● STATED TASK:
Print each line of the records below with no changes.

Items from a data source

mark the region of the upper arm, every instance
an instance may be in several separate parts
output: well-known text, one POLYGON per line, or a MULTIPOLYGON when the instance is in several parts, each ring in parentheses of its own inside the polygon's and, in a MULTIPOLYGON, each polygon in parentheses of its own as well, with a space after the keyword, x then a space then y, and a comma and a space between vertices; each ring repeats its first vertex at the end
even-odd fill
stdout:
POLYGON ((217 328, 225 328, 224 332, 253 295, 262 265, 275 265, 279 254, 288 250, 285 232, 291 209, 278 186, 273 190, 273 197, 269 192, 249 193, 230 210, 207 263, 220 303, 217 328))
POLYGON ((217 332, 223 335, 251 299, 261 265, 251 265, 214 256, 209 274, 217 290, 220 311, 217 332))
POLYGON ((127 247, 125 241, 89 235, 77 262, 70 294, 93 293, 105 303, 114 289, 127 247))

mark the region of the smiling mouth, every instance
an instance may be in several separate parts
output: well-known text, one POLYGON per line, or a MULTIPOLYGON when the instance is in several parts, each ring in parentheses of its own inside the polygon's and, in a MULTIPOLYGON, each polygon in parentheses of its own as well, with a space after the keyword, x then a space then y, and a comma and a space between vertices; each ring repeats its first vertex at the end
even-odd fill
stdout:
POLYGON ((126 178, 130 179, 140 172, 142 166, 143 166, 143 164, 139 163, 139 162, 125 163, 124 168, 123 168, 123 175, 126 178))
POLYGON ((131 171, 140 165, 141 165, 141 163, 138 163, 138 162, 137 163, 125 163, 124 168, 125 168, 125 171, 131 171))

● RESULT:
mark the region of the upper arm, every instance
an instance may be in several separate parts
output: well-known text, one POLYGON per line, or a MULTIPOLYGON when the instance is in several parts, each ring in parentheses of its own inside the polygon's and, in a MULTIPOLYGON, each polygon in parentheses of its own as well, with a space after the keyword, x then a space then y, and a comma and a space between vertices; each ring repeats its first vertex at the end
even-odd fill
stdout:
POLYGON ((217 328, 225 328, 224 332, 253 295, 262 265, 275 265, 279 254, 288 250, 285 232, 291 209, 278 186, 273 190, 273 197, 269 192, 249 193, 230 210, 207 263, 220 303, 217 328))
POLYGON ((217 332, 223 335, 251 299, 261 265, 251 265, 214 256, 209 274, 217 290, 220 311, 217 332))
POLYGON ((127 247, 125 241, 89 235, 77 262, 70 294, 93 293, 105 303, 114 289, 127 247))

mark the region of the smiling mouth, every instance
an instance may be in several separate parts
output: well-known text, one POLYGON per line, or a MULTIPOLYGON when the instance is in several parts, each ring in parentheses of its own inside the polygon's and, in a MULTIPOLYGON, each polygon in parentheses of its own as well, with a space after the keyword, x then a space then y, and a comma and a space between vertices; each ring repeats its first vertex at the end
even-odd fill
stdout:
POLYGON ((126 178, 130 179, 140 172, 142 166, 143 166, 143 164, 139 163, 139 162, 125 163, 124 168, 123 168, 123 175, 126 178))
POLYGON ((131 171, 140 165, 141 165, 141 163, 138 163, 138 162, 137 163, 125 163, 124 168, 125 168, 125 171, 131 171))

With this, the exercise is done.